So you want to leave banking? – To use your time in finance to accumulate the capital that will function as a stepping stone to something else? – Maybe to fund that financial services startup you’ve been pondering? If you’re going for the latter, you’ll need money. Lots.
The Wall Street Journal reports that, ‘the average initial investment for finance-industry startups is at least $2m [£1.34m], before employee costs.’ That’s a lot of accumulated bonuses. As a result, many of the bankers escaping to Startupland are in their 50s. They are also being forced to cash-in the sorts of trophy houses and trinkets that bankers of a certain age have come to expect. Gerry Cardinale, former co-head of Goldman Sachs US private-equity investing business, sold his house in the Hamptons and started taking the New York subway. “It was like going back to being 26,” he reflected.

## [MATERIAL PROVIDED]
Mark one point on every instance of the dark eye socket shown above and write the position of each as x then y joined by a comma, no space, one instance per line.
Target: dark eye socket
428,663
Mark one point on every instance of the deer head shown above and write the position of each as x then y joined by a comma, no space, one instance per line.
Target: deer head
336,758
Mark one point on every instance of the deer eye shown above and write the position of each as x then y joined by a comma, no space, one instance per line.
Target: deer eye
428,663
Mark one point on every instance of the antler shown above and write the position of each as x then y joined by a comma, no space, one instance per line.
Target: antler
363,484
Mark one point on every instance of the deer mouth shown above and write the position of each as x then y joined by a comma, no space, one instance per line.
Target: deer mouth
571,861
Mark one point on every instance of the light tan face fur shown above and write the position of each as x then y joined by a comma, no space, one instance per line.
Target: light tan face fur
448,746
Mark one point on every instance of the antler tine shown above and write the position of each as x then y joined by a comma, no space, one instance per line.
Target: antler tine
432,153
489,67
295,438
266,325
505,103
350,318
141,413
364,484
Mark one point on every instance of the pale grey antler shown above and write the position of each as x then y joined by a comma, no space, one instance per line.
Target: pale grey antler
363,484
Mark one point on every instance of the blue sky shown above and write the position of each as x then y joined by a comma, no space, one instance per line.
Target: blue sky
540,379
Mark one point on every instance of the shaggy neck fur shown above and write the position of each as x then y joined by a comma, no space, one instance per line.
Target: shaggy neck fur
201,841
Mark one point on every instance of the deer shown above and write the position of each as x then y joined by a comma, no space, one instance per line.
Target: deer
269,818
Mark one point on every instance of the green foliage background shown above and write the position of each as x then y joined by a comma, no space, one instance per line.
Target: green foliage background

## [SHORT PROBLEM]
Render this sentence from the article on leaving banking in Spanish: "As a result, many of the bankers escaping to Startupland are in their 50s." The entries are separate from the article on leaving banking.

## [EXPECTED ANSWER]
Por ello, muchos de los banqueros que huyen a Startupland están en la cincuentena.